* [Extracted text]:
Introduce preprocessing step

Decided to introduce a new class for better functional encapsulation and clear distribution of duties. First step is to handle comments in the preprocessor since that's where they are actually stripped out which results in some slightly different behaviour of tokenisation (added tests to capture this). On the road to #13
kymckay · May 13, 2021 · fba0d9a · fba0d9a
1 parent 59268e7
commit fba0d9a
Show file tree

Hide file tree

Showing 18 changed files with 282 additions and 93 deletions.
diff --git a/README.md b/README.md
@@ -16,10 +16,17 @@ This is the first C++ I have ever written. My intentions for this project are:
 
 If you'd like to contribute please read [CONTRIBUTING.md](CONTRIBUTING.md).

* [Provided records]:
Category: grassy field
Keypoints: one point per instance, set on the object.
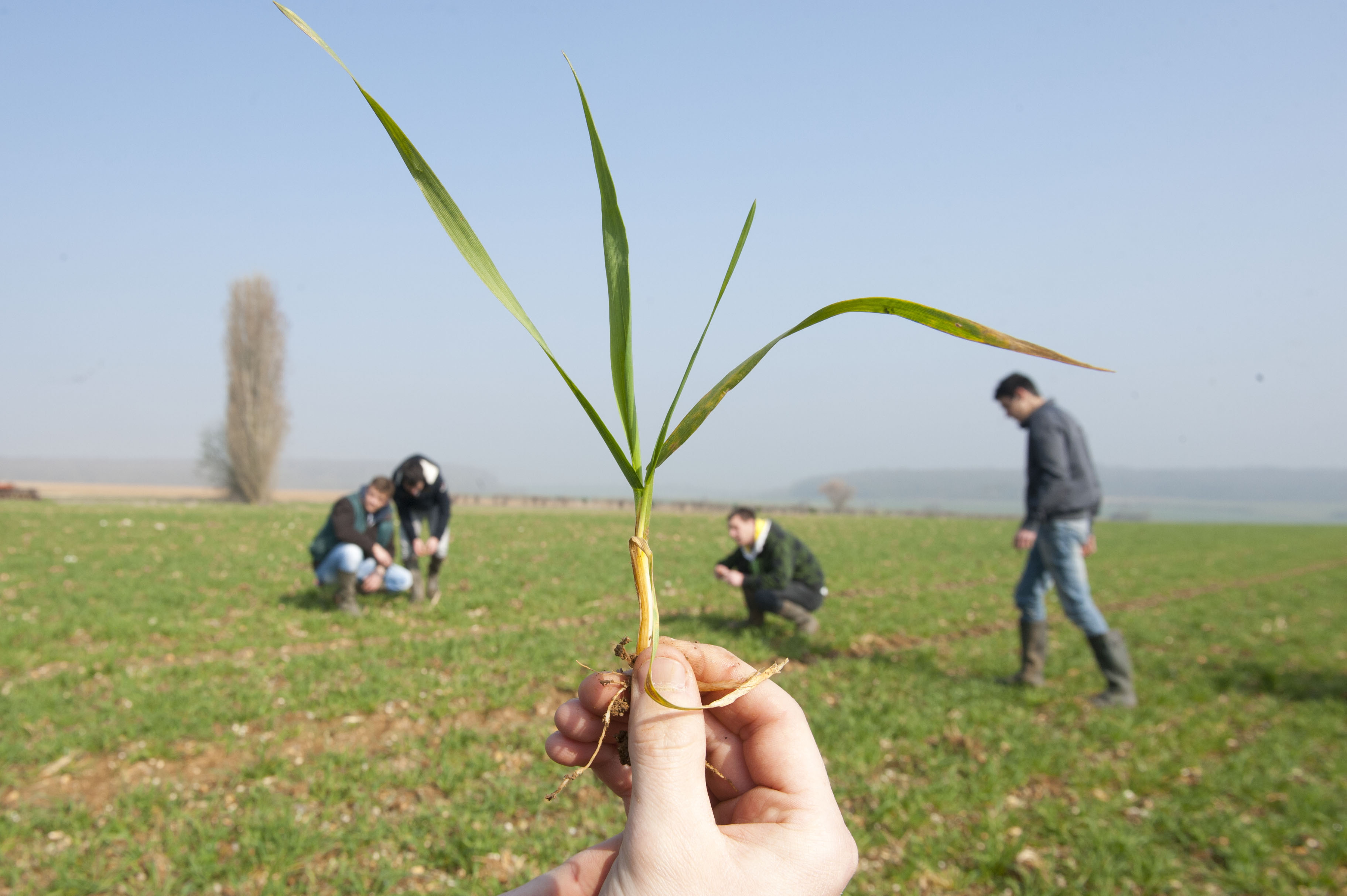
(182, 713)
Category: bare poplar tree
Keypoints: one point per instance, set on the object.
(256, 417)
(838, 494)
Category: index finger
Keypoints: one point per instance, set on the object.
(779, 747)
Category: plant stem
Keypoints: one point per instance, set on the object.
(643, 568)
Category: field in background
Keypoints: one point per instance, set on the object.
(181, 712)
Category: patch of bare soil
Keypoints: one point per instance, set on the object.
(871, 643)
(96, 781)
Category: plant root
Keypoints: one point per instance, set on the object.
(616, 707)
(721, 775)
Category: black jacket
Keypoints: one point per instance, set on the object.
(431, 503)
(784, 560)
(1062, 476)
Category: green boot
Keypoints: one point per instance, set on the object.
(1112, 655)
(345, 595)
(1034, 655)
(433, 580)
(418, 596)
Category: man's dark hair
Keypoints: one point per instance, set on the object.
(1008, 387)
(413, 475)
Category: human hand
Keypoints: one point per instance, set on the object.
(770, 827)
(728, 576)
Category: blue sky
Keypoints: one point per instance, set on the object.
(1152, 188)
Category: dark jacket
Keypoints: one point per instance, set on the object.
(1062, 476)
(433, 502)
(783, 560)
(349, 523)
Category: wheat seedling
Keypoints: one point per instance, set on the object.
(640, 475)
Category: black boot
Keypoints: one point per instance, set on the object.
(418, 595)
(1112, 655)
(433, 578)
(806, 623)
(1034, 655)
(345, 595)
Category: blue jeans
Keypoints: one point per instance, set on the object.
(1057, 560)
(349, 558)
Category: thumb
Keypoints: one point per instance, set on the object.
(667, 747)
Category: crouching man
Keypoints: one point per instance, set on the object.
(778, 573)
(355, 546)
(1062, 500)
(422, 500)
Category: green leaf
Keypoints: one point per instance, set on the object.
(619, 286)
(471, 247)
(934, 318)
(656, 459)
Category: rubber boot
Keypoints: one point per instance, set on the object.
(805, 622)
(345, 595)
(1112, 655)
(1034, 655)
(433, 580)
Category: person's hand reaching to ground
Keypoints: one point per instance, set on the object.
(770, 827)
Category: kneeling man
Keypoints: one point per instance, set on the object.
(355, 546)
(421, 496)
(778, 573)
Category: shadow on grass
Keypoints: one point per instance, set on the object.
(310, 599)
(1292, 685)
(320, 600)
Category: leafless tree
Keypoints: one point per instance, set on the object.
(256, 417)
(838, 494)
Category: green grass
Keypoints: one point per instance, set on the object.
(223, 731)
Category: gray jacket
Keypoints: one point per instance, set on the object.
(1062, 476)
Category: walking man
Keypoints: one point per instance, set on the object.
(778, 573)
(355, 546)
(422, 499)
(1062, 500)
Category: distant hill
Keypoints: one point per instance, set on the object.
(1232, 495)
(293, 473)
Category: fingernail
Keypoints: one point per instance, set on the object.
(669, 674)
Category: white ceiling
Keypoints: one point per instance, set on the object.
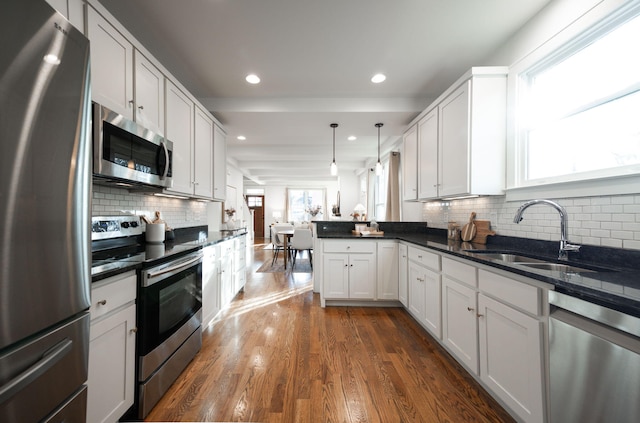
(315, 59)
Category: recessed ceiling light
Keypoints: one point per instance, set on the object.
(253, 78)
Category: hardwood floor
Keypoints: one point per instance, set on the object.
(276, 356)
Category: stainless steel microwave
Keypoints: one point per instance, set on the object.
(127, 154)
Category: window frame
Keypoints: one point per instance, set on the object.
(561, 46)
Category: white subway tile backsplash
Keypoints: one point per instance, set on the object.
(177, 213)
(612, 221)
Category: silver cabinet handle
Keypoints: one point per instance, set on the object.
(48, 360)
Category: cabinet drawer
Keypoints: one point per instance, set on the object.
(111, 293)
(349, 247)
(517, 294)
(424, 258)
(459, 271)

* [Written task A]:
Answer these from the commit page:
(i) Who made the commit, and on what date?
(ii) How many files changed, with how many additions and deletions?
(iii) Which issue number does the commit say it is on the road to?
* [Written task B]:
According to the commit page, why was comment handling made the first job of the preprocessor?
* [Written task C]:
Resume the commit page from the point where it stops.

* [Expected answer A]:
(i) kymckay, on May 13, 2021.
(ii) 18 files changed, with 282 additions and 93 deletions.
(iii) #13.

* [Expected answer B]:
Comments are actually stripped out in the preprocessor, so that is where handling them belongs. Moving it there makes tokenization behave slightly differently, and tests were added to capture this.

* [Expected answer C]:
 
+## Preprocessing
+
+- A comment starts with a `//` or `/*` character pair that is not part of a string literal, and ends at the end of the physical line or with a `*/` character pair, respectively. These are stripped during preprocessing and thus do not act as tokens delimiters.
+- SQF scripts support C-like preprocessor directives. If the `#` character appears at the start of a line (ignoring leading whitespace) the line is preprocessed.
+- The directive must immediately follow the `#` character (no whitespace) and ends at the end of the logical line.
+- The logical line can be extended by a `\` character immediately preceding the end of the physical line.
+- Preprocessing will fail and the script cannot be tokenised if an unrecognised directive is present.
+
 ## Lexical Analysis
 
 - In SQF a program consists of a sequence of statements. The end of a statement (except from the very last) is marked by a `,` or `;` character except where such characters are allowed by syntax (e.g. commas within an array literal).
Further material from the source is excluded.